| Text provided |
::::::

The beauty of being a Pentecostal pastor is that anybody who can project their voice loud enough can do it. The task is made all the easier by a willing and enthusiastic audience who take peer pressure to a whole new level. Amongst a crowd of hyped-up worshippers, one can sense the impending repentance, the upwelling of tears and the loosening of various tongues. Right-minded people of gentle disposition become unrecognisable when miracles are approaching. An environment of infinite welcome radiates from the bleating flock. The lonely, the uncertain and the forgotten are thrust gently onto the stage by the tearful converted to be born again. There is nowhere else such a superficial display of human self-reflection and the abandonment of individuality.

Is there naught to be gained from such a display? Indeed, there is a multitude. Traditional churches can only gawp in envy at the dollars earned by the vanguard of Pentecostal Evangelists and Televangelists, driving heads and wallets into a frenzy with as much as 95 billion tax-free dollars raised each year in the US alone.* How about the suits? The stadiums? The private jets? According to purveyor of god’s word and global businessman, Benny Hinn, "God will begin to prosper you, for money always follows righteousness." Why do people listen then? The search for meaning in life is a difficult quest to be certain, and being told the answer is much easier than asking the question. All you need to do to make money is to dispense the answers at the pace of a Bold and the Beautiful plotline and the sheep will tune in every week.

In the meantime, the churches grow richer and the business model is catching on. Congregations in traditional churches are losing crowds to the glitz and glamour of evangelical churches and the US, as always, leads the way. Shameless miracle workers and prophets are popping up worldwide from Asia to Africa – with no shortage of silk suits and fine shoes. While witnessing a crowd speaking in tongues might make you question the power of the human mind, a packed stadium of forty year-old women crying to emotional rock ballads should remain Bon Jovi’s territory.

* A 2005 estimate based on GDP - churches need not declare financial statements.

Ireland


Before bursting the widget on this edition of DDW’s Complete Generalisations About Other Cultures, it must be noted that there is genuinely a Leprechaun Museum in Ireland. Being funny is serious business in the home of St. Patrick and taking the piss is the finest remedy against poor weather, potato famines or a thousand years of English bullying. After a few afternoon litres of Guiness, one can navigate the fine line between singy, jolly drunk and shouty, stabby drunk on the streets of Dublin – often before 6pm.

Calling pubs the centre of Irish culture would be an exaggeration; they are also places of learning, music halls, counselling centres and insane asylums. The local watering hole is the most effective method to escape the occasional sunny day. Irish pubs produce an elite class of barmaid, one who can reject the advances even the most committed middle-aged man and still leave him with a smile on his face. Dispensers of holy libations and warming stews, pubs are the next best thing to do in Ireland besides church.

Ireland is a nation on the move…out. The warm climate and sunny beaches – of Bondi – has made Ireland the only nation in the last two hundred years to decrease in population. This is odd considering the time taken to occupy Ireland by its neighbours throughout history. Vikings used the jolly green isle as a holiday resort to escape the Scandiwegian winters while later Norman conquerors sought to keep Irish lords weak and divided. Not until Henry VIII invaded in the late fifteenth century had a foreign power succeeded in taking complete control of Ireland, bringing his new divorce-friendly religion with him.

::::::

| Recorded data |
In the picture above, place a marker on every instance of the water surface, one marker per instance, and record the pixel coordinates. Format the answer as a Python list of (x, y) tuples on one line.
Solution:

::::::

From the text above on Pentecostal preachers and Ireland, set down word for word everything from "Ireland is a" down to "religion with him.".

Ireland is a nation on the move…out. The warm climate and sunny beaches – of Bondi – has made Ireland the only nation in the last two hundred years to decrease in population. This is odd considering the time taken to occupy Ireland by its neighbours throughout history. Vikings used the jolly green isle as a holiday resort to escape the Scandiwegian winters while later Norman conquerors sought to keep Irish lords weak and divided. Not until Henry VIII invaded in the late fifteenth century had a foreign power succeeded in taking complete control of Ireland, bringing his new divorce-friendly religion with him.